§ **Excerpt to read**:

--------------------------------

Edmund Patrick Radwan (September 22, 1911 –  September 7, 1959) was an American politician from New York.

Life
He was born on September 22, 1911, in Buffalo, New York, of Polish descent. He attended the public schools, and graduated from University of Buffalo Law School in 1934. Radwan was an athletics coach at East High School in Buffalo from 1929 to 1934.

He was admitted to the bar in 1935, and practiced law in Buffalo. He was Attorney of the Village of Sloan from 1938 to 1940. During World War II he served as a corporal in the United States Army from 1943 to 1945.

Radwan was a member of the New York State Senate (54th D.) from 1946 to 1950, sitting in the 165th, 166th and 167th New York State Legislatures.

He was elected as a Republican to the 82nd, 83rd, 84th and 85th United States Congresses, holding office from January 3, 1951, to January 3, 1959. Radwan voted in favor of the Civil Rights Act of 1957.

--------------------------------

§ **Material supplied**:

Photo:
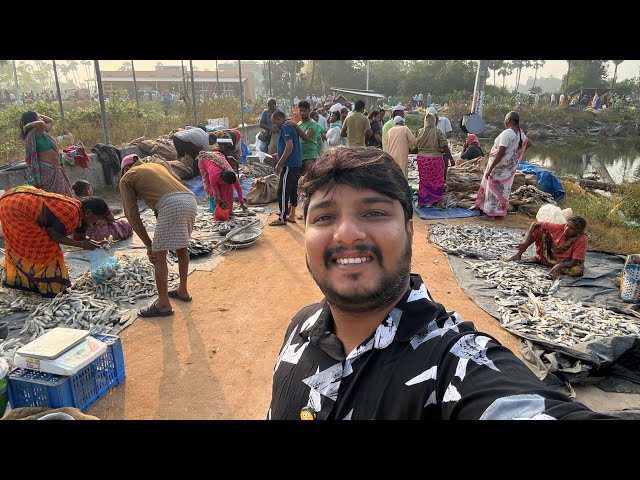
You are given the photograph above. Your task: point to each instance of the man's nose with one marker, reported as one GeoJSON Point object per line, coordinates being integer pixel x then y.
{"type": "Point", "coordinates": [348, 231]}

--------------------------------

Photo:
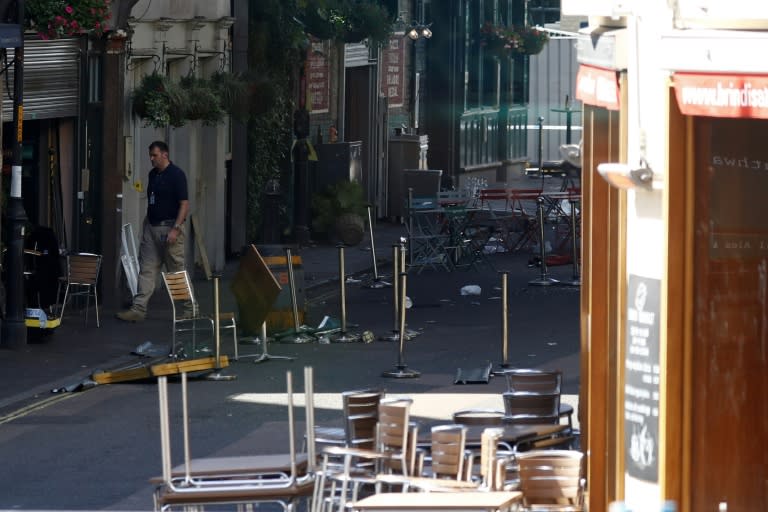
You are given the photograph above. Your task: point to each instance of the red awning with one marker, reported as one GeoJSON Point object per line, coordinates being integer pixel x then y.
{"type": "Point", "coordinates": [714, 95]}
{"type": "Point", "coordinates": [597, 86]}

--------------------------------

§ **Task instructions**:
1. Where did Radwan work as an athletics coach, according to the Radwan biography?
2. Pick out every line of the records that contains the word "given", treating uppercase and lowercase as different.
The Radwan biography has nothing to do with the records.

§ **Results for the exercise**:
1. At East High School in Buffalo, from 1929 to 1934.

2.
You are given the photograph above. Your task: point to each instance of the man's nose with one marker, reported as one GeoJSON Point object per line, coordinates being integer pixel x then y.
You are given the photograph above. Your task: point to each instance of the red awning with one marker, reported as one GeoJSON Point object per line, coordinates being integer pixel x then y.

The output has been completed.